### REQUEST
Pull out every line of the listing that contains the word "white" and copy each one. Case counts, so only matches with identical capitalization qualify.
------------------------
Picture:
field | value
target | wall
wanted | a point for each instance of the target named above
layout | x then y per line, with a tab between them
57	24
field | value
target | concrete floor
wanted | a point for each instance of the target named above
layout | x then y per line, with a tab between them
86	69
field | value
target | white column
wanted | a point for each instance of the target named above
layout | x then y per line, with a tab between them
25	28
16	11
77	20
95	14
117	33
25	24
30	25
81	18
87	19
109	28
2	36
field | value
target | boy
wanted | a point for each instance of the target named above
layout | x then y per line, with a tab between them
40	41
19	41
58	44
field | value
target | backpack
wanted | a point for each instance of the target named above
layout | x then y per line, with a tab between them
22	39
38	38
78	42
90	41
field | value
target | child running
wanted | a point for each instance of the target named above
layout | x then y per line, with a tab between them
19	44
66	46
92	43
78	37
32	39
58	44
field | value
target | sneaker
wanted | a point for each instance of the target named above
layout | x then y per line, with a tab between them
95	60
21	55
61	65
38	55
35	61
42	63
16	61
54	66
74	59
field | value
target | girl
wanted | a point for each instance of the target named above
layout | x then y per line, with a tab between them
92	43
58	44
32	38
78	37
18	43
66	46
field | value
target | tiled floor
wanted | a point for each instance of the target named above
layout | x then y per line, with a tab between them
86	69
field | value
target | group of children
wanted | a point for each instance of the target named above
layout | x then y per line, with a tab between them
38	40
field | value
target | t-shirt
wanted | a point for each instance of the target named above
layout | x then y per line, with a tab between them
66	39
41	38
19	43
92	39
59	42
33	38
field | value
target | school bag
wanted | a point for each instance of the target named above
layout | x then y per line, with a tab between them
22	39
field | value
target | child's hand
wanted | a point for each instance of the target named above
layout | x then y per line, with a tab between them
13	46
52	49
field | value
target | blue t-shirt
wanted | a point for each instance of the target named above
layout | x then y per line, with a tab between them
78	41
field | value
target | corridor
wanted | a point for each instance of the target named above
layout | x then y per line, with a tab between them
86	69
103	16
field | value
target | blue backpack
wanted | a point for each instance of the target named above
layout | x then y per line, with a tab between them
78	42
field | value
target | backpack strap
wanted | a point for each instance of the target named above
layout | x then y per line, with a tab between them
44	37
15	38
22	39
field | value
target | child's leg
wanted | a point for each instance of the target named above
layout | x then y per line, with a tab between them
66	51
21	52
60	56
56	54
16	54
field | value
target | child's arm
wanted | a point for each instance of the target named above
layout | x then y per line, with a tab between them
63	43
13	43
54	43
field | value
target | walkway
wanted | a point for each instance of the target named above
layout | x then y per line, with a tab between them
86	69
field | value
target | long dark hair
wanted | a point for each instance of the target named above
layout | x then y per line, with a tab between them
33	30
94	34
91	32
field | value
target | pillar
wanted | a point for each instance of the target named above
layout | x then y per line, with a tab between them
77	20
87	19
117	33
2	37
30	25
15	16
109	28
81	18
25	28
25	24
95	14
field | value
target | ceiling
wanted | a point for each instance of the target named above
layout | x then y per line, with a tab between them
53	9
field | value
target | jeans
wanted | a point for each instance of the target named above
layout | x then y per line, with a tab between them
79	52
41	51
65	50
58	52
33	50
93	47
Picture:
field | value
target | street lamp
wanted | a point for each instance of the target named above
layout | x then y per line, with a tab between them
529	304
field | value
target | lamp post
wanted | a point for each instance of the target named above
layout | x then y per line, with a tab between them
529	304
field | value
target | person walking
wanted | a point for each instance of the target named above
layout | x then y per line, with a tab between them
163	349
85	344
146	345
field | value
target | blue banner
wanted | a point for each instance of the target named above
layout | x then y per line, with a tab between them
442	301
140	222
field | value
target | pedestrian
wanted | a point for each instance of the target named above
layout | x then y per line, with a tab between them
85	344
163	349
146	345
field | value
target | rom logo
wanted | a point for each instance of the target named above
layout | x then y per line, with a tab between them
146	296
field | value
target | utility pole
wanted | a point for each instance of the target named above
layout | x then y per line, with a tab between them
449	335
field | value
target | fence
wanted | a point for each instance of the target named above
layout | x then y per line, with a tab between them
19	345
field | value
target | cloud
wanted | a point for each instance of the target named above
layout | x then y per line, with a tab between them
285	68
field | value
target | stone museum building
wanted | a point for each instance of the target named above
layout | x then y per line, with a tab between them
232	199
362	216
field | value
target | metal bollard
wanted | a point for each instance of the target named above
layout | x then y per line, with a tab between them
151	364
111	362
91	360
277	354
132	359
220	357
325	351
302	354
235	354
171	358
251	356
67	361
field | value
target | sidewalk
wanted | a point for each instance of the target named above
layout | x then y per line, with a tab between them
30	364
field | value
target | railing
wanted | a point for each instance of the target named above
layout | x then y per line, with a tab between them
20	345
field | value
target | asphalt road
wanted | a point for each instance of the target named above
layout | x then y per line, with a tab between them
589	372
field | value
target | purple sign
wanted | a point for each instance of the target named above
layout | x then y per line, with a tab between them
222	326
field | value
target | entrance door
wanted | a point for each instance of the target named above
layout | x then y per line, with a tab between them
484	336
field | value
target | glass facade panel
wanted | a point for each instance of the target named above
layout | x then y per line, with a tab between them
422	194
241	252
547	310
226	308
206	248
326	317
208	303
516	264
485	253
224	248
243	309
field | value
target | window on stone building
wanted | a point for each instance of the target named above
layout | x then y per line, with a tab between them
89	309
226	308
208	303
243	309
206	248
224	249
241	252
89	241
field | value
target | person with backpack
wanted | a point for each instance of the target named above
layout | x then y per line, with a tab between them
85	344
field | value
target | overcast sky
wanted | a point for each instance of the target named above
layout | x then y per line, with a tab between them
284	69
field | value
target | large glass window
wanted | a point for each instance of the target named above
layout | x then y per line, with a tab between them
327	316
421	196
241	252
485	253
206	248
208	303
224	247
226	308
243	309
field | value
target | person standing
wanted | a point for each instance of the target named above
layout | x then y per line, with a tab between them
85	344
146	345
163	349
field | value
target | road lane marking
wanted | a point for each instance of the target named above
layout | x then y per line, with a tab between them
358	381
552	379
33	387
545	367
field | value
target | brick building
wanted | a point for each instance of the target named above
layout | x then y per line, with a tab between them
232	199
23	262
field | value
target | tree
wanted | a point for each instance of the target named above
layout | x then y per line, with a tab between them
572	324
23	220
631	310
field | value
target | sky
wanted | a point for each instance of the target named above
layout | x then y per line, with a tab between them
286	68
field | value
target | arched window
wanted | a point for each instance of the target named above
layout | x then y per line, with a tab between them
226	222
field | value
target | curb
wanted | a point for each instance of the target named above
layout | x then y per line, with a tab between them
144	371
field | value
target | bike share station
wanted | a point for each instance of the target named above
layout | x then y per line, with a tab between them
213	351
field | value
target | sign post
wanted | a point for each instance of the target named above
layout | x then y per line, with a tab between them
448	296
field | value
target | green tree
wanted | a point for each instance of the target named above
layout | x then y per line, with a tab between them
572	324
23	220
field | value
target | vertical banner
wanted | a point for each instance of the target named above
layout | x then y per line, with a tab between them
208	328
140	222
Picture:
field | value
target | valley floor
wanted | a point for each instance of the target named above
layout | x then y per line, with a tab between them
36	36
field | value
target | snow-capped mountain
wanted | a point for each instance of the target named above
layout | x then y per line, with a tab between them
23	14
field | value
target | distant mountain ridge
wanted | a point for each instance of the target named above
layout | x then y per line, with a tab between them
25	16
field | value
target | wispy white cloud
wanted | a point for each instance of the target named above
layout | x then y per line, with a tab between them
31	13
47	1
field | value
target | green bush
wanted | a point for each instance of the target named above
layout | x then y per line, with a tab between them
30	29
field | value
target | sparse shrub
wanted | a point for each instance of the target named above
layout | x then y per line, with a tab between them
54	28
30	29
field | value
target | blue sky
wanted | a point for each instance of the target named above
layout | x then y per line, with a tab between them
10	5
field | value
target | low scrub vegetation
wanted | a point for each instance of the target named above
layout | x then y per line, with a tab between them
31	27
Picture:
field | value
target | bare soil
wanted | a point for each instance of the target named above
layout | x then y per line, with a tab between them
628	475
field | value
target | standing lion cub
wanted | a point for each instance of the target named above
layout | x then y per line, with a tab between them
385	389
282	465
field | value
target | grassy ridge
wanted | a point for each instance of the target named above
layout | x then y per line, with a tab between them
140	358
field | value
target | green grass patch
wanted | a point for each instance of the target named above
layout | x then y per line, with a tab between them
------------------------
### THE ANSWER
target | white column
target | wispy white cloud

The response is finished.